* _Testo estratto_

Focus Oslo

13 settembre 1993. L’imbroglio di Oslo

Il “processo di Oslo” era stato presentato come il primo passo verso una soluzione politica del conflitto israelo-palestinese. In realtà, l’unico “interlocutore” a beneficiarne è stato Israele, abile a destreggiarsi nell’imbroglio di Oslo e dei vari accordi successivi alla Dichiarazione dei principi firmata da Yasser Arafat e Yitzhak Rabin il 13 settembre 1993.

L'immagine mostra un cantiere edile situato in una zona collinare. Sono visibili diverse gru da costruzione, che si ergono sopra gli edifici in fase di completamento. Le strutture in costruzione hanno una forma moderna e presentano superfici di cemento. Sullo sfondo si intravedono altre costruzioni e il panorama collinare circostante, con vegetazione sparsa. L'atmosfera sembra essere quella di un'area in sviluppo e crescita urbana.
14 agosto 2023. Ramat Shlomo, nuovo insediamento in costruzione a Gerusalemme Est
Ahmad Gharabli/AFP

Sono tre i momenti salienti del cosiddetto “processo di Oslo” prima un annuncio in pompa magna, poi una lunga agonia pluridecennale e infine la prospettiva di una soluzione politica che tramonta senza troppo clamore. Visto l’entusiasmo iniziale sembrava che ci fosse un campo di possibilità infinito a dispetto delle premesse molto restrittive dell’accordo per le limitazioni imposte dalle modalità previste dai “negoziati”. La lunga transizione pluridecennale, invece, ha dato tempo a Israele di consolidare il suo controllo amministrativo e securitario sui territori e sulla popolazione palestinese fino a estenderlo su Cisgiordania e Gerusalemme Est. Inoltre, i vertici di Israele hanno approfittato del processo di Oslo per cambiare il regime di occupazione dei territori palestinesi senza modificare la realtà profonda della politica coloniale in Palestina.

(Estratti dai record di segmentazione)

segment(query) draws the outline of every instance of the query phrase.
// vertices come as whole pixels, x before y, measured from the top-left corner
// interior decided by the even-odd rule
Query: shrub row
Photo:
--
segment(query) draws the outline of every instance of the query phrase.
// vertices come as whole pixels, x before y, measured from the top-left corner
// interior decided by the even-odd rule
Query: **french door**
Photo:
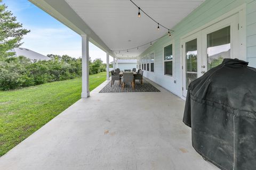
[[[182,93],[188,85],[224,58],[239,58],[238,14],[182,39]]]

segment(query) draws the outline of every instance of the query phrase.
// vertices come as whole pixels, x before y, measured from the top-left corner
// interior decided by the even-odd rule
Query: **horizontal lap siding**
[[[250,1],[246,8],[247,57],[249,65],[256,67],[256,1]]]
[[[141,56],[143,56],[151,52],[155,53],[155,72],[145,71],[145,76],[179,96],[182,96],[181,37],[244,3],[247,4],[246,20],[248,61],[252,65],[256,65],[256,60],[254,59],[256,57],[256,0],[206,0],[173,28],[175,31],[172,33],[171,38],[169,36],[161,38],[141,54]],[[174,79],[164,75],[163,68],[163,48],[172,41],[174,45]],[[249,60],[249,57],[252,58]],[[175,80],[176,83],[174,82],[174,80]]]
==
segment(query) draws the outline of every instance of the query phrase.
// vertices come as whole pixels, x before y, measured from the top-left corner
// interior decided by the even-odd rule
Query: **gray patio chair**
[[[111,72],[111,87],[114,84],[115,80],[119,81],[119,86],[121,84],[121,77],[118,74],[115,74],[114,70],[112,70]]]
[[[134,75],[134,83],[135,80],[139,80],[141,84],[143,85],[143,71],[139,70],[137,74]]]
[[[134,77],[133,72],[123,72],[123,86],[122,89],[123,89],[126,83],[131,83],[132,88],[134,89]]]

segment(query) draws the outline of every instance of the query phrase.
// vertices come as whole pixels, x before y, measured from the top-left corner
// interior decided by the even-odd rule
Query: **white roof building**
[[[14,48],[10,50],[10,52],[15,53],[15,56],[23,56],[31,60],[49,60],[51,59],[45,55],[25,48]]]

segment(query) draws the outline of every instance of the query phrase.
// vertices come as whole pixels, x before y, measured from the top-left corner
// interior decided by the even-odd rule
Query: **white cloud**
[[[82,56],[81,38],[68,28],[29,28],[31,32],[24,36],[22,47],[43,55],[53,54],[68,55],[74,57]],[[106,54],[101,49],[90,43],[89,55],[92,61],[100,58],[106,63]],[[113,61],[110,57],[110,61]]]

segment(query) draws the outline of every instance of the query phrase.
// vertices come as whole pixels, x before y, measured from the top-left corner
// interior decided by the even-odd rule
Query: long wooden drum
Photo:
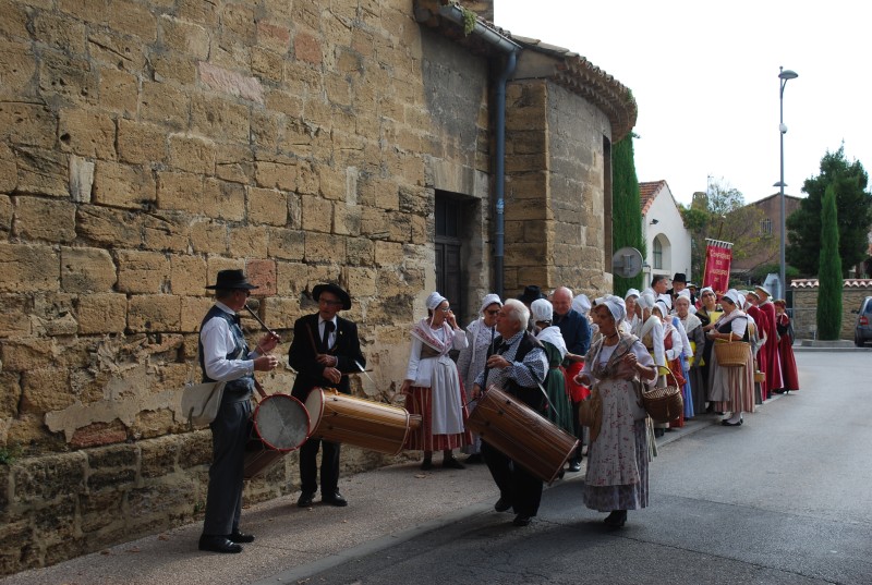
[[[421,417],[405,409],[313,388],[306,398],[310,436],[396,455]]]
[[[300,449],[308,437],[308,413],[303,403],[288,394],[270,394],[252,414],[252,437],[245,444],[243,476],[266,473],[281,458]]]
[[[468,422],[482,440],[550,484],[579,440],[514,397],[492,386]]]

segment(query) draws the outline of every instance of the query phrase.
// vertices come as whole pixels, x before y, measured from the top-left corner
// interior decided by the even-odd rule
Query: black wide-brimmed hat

* _Esercizi_
1. Riporta ogni riga dei record in cui compare la parola "white", distinguendo tra maiuscole e minuscole.
2. Riprendi il testo sul processo di Oslo e continualo dopo la sua ultima frase.
I record non hanno alcun legame con il testo sul processo di Oslo.

* _Soluzioni_
1.
Query: **white roof building**
Query: **white cloud**

2.
Uno squilibrio iniziale

L’aspetto più sottile della Dichiarazione dei principi di Oslo, firmata il 13 settembre 1993 a Washington da Yasser Arafat e Yitzhak Rabin alla presenza del presidente Clinton, è stato quello di limitare il campo delle possibili soluzioni, imponendo condizioni ai palestinesi con una lunga serie di vincoli. Il prospettato autogoverno palestinese si è progressivamente ridotto in virtù di clausole che il più delle volte venivano sconfessate o non riconosciute da Israele in caso di futuro accordo. Lo status permanente dei territori palestinesi doveva essere definito in un secondo tempo, ma, visto lo stallo del dialogo sulla piena autonomia, la prospettiva di una soluzione politica si è allontanata sempre di più.

Già nel 1993 si erano levate molte voci che sottolineavano uno squilibrio iniziale negli impegni assunti dalle due parti: da un lato, c’era l’Organizzazione per la Liberazione della Palestina che ribadiva il suo impegno a “riconoscere il diritto dello Stato di Israele a vivere in pace e in sicurezza”, considerando “gli articoli della Carta palestinese che negavano il diritto di Israele ad esistere [...] ormai inefficaci e non più validi”; dall’altro, il premier israeliano Rabin che si limitava ad annunciare che, “alla luce degli impegni dell’OLP [...] il governo di Israele aveva deciso di riconoscere l’Organizzazione per la Liberazione della Palestina come rappresentante del popolo palestinese e di aprire negoziati con l’OLP nell’ambito del processo di pace in Medio Oriente”. Erano i segnali di una palese disparità, inascoltati nell’unanime coro di elogi, infatti si è continuato a parlare ancora a lungo e impropriamente di “reciproco riconoscimento”.

La “dichiarazione” ideata in Norvegia nel 1993 era la logica conseguenza del documento prodotto perché garantiva in sostanza gli interessi di Israele e Washington che avevano ispirato l’accordo. Si potrebbe obiettare che gli americani non erano presenti a Oslo e che i palestinesi hanno avuto la possibilità di avere voce in capitolo. Forse un giorno sarà la Storia a fare chiarezza, ma non esiste alcun accordo in Medio Oriente che non sia stato preceduto da consultazioni, colloqui o scambi di informazioni tra negoziatori e consiglieri arabi, israeliani, americani (a volte con doppia nazionalità), avvocati, specialisti, esperti militari o in materia di sicurezza. Com’è facile immaginare, dopo l’annuncio dell’accordo, i documenti, l’equipe negoziatrice e i progetti sono immediatamente rientrati negli Stati Uniti ed è proprio a Washington, nel cortile della Casa Bianca e sotto la supervisione americana, che è stata firmata urbi et orbi la Dichiarazione di Principi il 13 settembre 1993.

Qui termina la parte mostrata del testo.